*OPDRACHT*
Geef het fragment over data science opnieuw weer, beginnend bij "Deze regels vormen" en doorlopend tot en met "niet geheel eens.". Wissel daarbij "onderscheid" in voor "verschil".

*DOCUMENTGEDEELTE*
****
Deze regels vormen de basis voor het te maken onderscheid. In mijn blog wil ik graag verder ingaan op de punten die David met betrekking tot dit onderscheid naar voren brengt. Daarnaast zal ik enkele van die punten illustreren aan de hand van onze ervaringen bij InSpark en, zoals gewoonlijk, ben ik het met een aantal zaken ook niet geheel eens.

1. Data Science levert inzichten

Wat is een inzicht eigenlijk? Ik zie een inzicht als een soort statistisch gegeven, dat een zakelijke vraag kan beantwoorden. Denk hier eens over na: waar verkoop je meer? Is dat online of offline? De vraag zelf ligt misschien voor de hand, maar om het juiste antwoord te krijgen, kan het zijn dat je een aantal analytische technieken moet gebruiken bovenop de al beschikbare gegevens. Voor de weergave en/of modellering van het echte leven, the real-life, is bijvoorbeeld de analyse van omvangrijke datasets nodig. De analyse van brondata vereist specifieke vaardigheden, zoals Forbes heel juist stelt

Door onze TVM-case kwamen we bijvoorbeeld tot het bijkomstige inzicht, dat het rijgedrag van vrachtwagenchauffeurs aan het eind van de dag helemaal niet verslechterd. Dit gaat lijnrecht in tegen een algemene opvatting dat mensen slechter gaan rijden naarmate de dag vordert en ze moe worden. Dit nieuwe inzicht kan echter wél verklaard worden. De combinatie van snelheidsbeperkingen, verplichte pauzes om de twee uur en het gebruik van cruise control in het commerciële transport, lijkt ervoor te zorgen dat het rijgedrag van chauffeurs niet verslechtert, maar juist stabiel blijft.

Meestal komen zulke terloopse inzichten samen met de beschrijvende inzichten aan het licht. Zo is de frequentie van ‘verstoord rijgedrag’ bij chauffeurs niet normaal verdeeld: 40% van de incidenten – storingen in het rijgedrag – vindt tussen 7 en 10 uur ‘s ochtends plaats.
****
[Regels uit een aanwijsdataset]
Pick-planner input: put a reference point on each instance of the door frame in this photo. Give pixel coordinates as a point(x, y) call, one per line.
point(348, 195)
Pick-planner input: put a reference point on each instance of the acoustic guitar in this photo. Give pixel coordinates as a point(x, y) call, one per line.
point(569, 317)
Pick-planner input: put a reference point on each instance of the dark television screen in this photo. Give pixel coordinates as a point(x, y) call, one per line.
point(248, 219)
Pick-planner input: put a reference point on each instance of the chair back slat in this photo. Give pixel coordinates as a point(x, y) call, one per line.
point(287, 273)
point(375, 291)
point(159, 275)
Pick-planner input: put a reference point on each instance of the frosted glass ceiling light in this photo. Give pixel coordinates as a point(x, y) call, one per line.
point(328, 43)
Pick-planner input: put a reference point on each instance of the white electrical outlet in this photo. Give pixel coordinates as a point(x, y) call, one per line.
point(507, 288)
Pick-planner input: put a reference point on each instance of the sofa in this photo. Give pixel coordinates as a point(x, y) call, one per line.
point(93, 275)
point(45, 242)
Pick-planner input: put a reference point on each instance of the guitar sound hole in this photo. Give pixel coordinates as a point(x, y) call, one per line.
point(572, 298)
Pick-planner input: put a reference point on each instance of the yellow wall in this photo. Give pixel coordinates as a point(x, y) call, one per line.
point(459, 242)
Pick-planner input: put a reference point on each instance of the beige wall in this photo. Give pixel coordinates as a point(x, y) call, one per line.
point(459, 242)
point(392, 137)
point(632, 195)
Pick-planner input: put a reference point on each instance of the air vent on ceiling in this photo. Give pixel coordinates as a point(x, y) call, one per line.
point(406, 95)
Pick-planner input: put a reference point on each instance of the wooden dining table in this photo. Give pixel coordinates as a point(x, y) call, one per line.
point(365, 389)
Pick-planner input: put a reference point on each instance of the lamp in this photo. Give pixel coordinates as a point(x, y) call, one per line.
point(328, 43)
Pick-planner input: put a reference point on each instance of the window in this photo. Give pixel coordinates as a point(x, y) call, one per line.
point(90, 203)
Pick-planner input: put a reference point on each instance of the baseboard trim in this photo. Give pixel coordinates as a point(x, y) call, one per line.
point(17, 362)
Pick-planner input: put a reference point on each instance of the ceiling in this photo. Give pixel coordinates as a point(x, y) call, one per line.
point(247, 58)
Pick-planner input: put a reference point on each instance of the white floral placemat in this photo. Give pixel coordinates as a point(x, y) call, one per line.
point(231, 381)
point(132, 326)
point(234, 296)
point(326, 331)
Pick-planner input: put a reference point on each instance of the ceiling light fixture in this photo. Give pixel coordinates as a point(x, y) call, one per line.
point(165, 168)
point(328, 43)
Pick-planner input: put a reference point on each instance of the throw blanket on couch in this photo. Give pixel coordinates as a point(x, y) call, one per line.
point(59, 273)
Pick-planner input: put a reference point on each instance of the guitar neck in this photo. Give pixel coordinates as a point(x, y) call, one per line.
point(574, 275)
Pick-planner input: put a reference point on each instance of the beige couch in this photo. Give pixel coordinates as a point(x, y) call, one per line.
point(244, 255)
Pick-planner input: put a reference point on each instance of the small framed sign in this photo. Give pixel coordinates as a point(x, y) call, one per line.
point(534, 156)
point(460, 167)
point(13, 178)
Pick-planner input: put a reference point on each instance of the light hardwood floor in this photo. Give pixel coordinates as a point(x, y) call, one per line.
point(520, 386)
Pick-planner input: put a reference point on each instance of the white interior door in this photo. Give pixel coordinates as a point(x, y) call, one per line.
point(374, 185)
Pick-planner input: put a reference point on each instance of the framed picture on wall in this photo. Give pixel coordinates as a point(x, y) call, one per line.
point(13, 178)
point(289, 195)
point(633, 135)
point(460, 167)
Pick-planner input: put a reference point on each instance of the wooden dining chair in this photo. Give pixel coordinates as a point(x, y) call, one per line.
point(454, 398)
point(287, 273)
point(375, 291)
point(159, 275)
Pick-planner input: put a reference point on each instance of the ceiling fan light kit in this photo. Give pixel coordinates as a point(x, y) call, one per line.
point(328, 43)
****
*SCHRIFTELIJK ANTWOORD*
Deze regels vormen de basis voor het te maken verschil. In mijn blog wil ik graag verder ingaan op de punten die David met betrekking tot dit verschil naar voren brengt. Daarnaast zal ik enkele van die punten illustreren aan de hand van onze ervaringen bij InSpark en, zoals gewoonlijk, ben ik het met een aantal zaken ook niet geheel eens.